WORK REQUEST. Print every entry exactly as written.
##### SOURCE MATERIAL
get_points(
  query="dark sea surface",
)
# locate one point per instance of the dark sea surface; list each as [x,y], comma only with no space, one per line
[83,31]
##########
WRITTEN SOLUTION.
get_points(
  query="dark sea surface",
)
# locate one point per instance of the dark sea surface; list each as [x,y], comma only with no space, one per line
[83,31]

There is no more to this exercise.